Vorliegender Text:
⁂
Daniel Sagers unaufgeregter Dokumentarfilm begleitet zwei Redakteure der Süddeutschen Zeitung bei ihren investigativen Recherchen und fokussiert unerwartete journalistische Tugenden.

Zurückhaltend und geduldig ausharrend – das sind nicht Verhaltensweisen, die man mit Journalisten, zumal investigativen, assoziieren würde. Das ist auch keineswegs das Auftreten, das man aus filmischen Darstellungen von verwegenen Journalisten kennt, die für ihren Beruf „brennen“ und entsprechend rastlos dem nächsten Scoop bis zur Selbstzerstörung hinterherjagen. In Daniel Sagers Dokumentarfilm „Hinter den Schlagzeilen“ aber, der zwei Investigativjournalisten der Süddeutschen Zeitung bei ihren Recherchen über die Schultern schaut, stellen sich Behutsamkeit und Geduld als unschätzbare journalistische Tugenden dar.
⁂
Gezeigte Auflistung:
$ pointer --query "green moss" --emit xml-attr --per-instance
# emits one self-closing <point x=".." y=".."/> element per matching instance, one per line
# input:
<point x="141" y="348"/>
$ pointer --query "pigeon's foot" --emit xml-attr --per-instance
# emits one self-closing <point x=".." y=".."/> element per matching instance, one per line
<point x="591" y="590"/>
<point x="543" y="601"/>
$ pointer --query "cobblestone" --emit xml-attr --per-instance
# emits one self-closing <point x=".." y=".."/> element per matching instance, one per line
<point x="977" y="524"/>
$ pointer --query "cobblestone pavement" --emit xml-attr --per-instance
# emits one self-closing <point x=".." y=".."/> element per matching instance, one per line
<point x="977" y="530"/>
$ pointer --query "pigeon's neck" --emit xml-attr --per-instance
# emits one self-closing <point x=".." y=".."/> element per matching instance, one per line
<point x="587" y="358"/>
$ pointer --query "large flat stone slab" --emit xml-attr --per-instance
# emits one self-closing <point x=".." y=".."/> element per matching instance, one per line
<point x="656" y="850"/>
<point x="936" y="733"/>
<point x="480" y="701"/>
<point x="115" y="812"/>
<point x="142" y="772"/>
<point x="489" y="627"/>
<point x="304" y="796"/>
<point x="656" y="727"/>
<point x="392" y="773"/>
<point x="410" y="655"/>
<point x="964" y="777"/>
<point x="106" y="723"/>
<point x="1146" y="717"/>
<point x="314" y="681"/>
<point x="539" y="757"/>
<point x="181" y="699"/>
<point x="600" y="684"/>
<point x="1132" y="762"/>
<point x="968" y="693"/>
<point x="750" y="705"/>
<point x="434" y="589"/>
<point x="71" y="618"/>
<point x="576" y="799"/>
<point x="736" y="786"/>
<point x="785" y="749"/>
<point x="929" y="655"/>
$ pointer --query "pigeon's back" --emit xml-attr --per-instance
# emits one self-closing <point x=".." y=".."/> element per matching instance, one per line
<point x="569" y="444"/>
⁂
Aufgabe A: Für welche Zeitung arbeiten laut dem Text über den Dokumentarfilm „Hinter den Schlagzeilen“ die beiden Redakteure, die der Film begleitet?
Aufgabe B: Gib jede Zeile der Auflistung an, in der die Zeichenfolge „attr“ vorkommt.

Vollständige Antwort A: Sie arbeiten für die Süddeutsche Zeitung.

Vollständige Antwort B:
$ pointer --query "green moss" --emit xml-attr --per-instance
$ pointer --query "pigeon's foot" --emit xml-attr --per-instance
$ pointer --query "cobblestone" --emit xml-attr --per-instance
$ pointer --query "cobblestone pavement" --emit xml-attr --per-instance
$ pointer --query "pigeon's neck" --emit xml-attr --per-instance
$ pointer --query "large flat stone slab" --emit xml-attr --per-instance
$ pointer --query "pigeon's back" --emit xml-attr --per-instance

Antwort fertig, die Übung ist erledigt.